Bonnie Pointer, a member of the 1970s R&B group the Pointer Sisters, died Monday morning at age 69. Pointer was an original member of the group, whose hits include "Fairytale," "Jump (For My Love)," "I'm So Excited" and "Automatic." She left the group in the 1970s to begin a solo career, and scored her biggest hit with "Heaven Must Have Sent You" in 1978.
"It is with great sadness that I have to announce to the fans of The Pointer Sisters that my sister, Bonnie died this morning. Our family is devastated, on behalf of my siblings and I and the entire Pointer family, we ask for your prayers at this time," Pointer's sister Anita Pointer told TMZ. "Bonnie was my best friend and we talked every day, we never had a fight in our life, I already miss her and I will see her again one day."
Pointer founded the Pointer sisters with her younger sister June Pointer before Anita joined them in 1971. They became a quartet in 1973 when older sister Ruth joined. At first, the group recorded for Atlantic and won their first Grammy for "Fairytale," a crossover country hit. Pointer left the group in 1977 to sign a solo deal with Motown, where she released two solo albums and scored a hit with "Heaven Must Have Sent You." She also had a hit in 1979 with a disco cover of "I Can't Help Myself (Sugar Pie Honey Bunch)."
Pointer went on to release two more solo albums in 1984 and 2011. In 1978, she married Motown producer Jeffrey Bowen. They finalized their divorce in 2016.
The other members of the Pointer Sisters continued racking up hit after hit through the mid-1980s with singles like "Jump (For My Love)," "Automatic," "I'm So Excited," "Fire" and "He's So Shy." They would go on to win Grammys in 1985 for "Jump" and "Automatic." In 2006, June Pointer, the youngest sister, died at age 52 following a battle with cancer.
Throughout their career, the Pointer Sisters became known for moving from genre to genre with ease. In a 2016 interview with The Fader, Ruth said they never wanted to be "pigeon-holed" into one category. "We grew up loving all types of music from classical to country, R&B and gospel," she said at the time. "We loved it all. People kept saying, "You gotta pick a category!" Why? Why do you have to do that? It wasn't something we felt we had to do."

[Dataset entries]
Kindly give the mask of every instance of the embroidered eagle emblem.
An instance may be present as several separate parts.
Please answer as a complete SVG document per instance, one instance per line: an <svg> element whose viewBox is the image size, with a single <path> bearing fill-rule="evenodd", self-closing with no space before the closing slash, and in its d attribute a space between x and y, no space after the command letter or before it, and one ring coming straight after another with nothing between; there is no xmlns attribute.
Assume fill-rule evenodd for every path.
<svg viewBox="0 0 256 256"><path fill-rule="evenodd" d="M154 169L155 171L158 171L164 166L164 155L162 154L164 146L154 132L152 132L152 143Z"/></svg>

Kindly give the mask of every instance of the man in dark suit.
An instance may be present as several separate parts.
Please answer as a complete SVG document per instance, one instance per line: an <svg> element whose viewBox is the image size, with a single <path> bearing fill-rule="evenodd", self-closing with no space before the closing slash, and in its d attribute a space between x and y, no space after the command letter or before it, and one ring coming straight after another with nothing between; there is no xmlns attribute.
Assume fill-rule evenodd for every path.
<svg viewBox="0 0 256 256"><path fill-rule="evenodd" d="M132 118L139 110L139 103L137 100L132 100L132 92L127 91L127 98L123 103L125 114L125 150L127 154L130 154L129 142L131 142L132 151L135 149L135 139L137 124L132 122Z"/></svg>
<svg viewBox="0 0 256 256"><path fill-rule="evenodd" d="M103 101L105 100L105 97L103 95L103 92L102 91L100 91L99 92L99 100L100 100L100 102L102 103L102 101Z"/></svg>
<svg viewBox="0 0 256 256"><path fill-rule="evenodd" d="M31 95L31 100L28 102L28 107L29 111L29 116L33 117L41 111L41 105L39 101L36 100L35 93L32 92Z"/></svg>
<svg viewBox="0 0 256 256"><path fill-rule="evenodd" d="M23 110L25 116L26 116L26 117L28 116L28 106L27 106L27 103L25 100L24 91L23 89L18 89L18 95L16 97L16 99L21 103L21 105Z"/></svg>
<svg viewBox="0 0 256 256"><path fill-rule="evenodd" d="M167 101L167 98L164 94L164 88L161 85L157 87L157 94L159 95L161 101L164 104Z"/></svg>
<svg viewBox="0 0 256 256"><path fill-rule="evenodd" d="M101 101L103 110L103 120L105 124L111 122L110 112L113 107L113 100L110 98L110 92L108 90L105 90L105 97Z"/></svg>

§ **Exercise details**
Rewrite the Bonnie Pointer article starting at the words that have "Pointer went on" and stopping after "battle with cancer.", swapping "divorce" for "separation".

§ **Your response**
Pointer went on to release two more solo albums in 1984 and 2011. In 1978, she married Motown producer Jeffrey Bowen. They finalized their separation in 2016.
The other members of the Pointer Sisters continued racking up hit after hit through the mid-1980s with singles like "Jump (For My Love)," "Automatic," "I'm So Excited," "Fire" and "He's So Shy." They would go on to win Grammys in 1985 for "Jump" and "Automatic." In 2006, June Pointer, the youngest sister, died at age 52 following a battle with cancer.